What is being asked: Would you set down every entry shown below, precisely as written?

Dataset extract:
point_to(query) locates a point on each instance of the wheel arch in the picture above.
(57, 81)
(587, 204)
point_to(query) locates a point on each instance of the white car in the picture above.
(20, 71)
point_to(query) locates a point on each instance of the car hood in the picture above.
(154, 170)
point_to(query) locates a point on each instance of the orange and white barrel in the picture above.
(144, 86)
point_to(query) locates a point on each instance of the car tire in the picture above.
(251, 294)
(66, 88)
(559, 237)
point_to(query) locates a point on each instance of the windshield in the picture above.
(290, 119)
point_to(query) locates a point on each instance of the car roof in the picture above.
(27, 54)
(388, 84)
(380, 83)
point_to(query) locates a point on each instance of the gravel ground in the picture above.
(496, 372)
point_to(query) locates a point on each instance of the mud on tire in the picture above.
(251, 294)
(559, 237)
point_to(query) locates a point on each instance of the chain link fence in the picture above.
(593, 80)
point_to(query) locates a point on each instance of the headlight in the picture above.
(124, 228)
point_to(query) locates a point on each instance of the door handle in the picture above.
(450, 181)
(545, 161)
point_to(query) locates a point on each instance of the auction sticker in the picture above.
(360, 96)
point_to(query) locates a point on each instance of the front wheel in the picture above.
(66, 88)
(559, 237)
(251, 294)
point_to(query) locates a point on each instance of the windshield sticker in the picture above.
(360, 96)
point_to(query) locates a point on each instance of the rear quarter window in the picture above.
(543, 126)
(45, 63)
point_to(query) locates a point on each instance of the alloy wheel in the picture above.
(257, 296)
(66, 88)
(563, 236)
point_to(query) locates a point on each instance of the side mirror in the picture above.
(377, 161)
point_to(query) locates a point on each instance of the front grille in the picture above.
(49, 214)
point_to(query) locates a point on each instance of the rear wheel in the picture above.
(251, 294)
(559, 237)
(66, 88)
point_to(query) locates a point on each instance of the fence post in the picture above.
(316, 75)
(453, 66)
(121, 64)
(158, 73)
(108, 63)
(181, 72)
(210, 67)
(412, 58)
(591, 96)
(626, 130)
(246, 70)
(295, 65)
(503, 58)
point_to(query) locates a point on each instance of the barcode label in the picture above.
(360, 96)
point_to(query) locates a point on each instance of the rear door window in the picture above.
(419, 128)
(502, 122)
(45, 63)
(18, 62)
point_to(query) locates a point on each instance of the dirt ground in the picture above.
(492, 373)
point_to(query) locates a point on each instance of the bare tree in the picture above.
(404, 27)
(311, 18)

Problem solution:
point_to(query) locates a point on each instance of the wheel arch in the picture above.
(57, 81)
(587, 204)
point_to(query) locates a point on each instance of the white car in the picture above.
(20, 71)
point_to(query) locates a point on each instance of the car hood in the picture above.
(154, 170)
point_to(query) locates a point on each instance of the orange and white barrel in the picture above.
(144, 86)
point_to(query) locates a point on each instance of the car tire in the picture above.
(251, 294)
(66, 88)
(559, 237)
point_to(query) locates a point on each instance of the windshield in the picture above.
(290, 119)
point_to(query) locates a point on each instance of the car roof in the picture above.
(27, 54)
(388, 84)
(380, 83)
point_to(query) locates a point on each instance of the gravel ground in the picture above.
(496, 372)
point_to(query) locates a point on each instance of the mud on tire in the picture above.
(251, 294)
(559, 237)
point_to(query) locates a point on each instance of the chain link fence in the picture above.
(593, 80)
point_to(query) locates a point on each instance of the headlight in the picture above.
(124, 228)
point_to(query) locates a point on each instance of the door handle in the picture above.
(450, 181)
(545, 161)
point_to(query) locates a point on each instance of the auction sticker in the picture above.
(360, 96)
point_to(query) locates a point on each instance of the front wheel in the picture above.
(66, 88)
(559, 237)
(251, 294)
point_to(query) locates a point on each instance of the windshield sticker in the picture above.
(360, 96)
point_to(query) locates a point on each instance of the rear quarter window in the picture above.
(543, 126)
(45, 63)
point_to(query) locates a point on each instance of the alloy wheel in the picture above.
(257, 296)
(66, 88)
(563, 236)
point_to(query) locates a point on each instance of the side mirror in the picture above.
(377, 161)
point_to(query) locates a point on each instance of the front grille in the picture above.
(49, 214)
point_to(query) locates a point on each instance of the rear wheel in the picture above.
(251, 294)
(559, 237)
(66, 88)
point_to(query) locates a point on each instance of the fence post in the picture above.
(316, 75)
(453, 66)
(121, 64)
(158, 73)
(108, 63)
(181, 72)
(210, 67)
(412, 58)
(591, 96)
(626, 130)
(246, 70)
(295, 65)
(503, 58)
point_to(query) locates a point on each instance of the barcode label in the picture above.
(360, 96)
point_to(query) locates a point on each instance of the rear door window in the picture above.
(419, 128)
(502, 122)
(45, 63)
(18, 62)
point_to(query) locates a point on each instance of the dirt ground in the picture above.
(492, 373)
point_to(query) locates a point on each instance of the bare tree in the picture above.
(404, 27)
(311, 18)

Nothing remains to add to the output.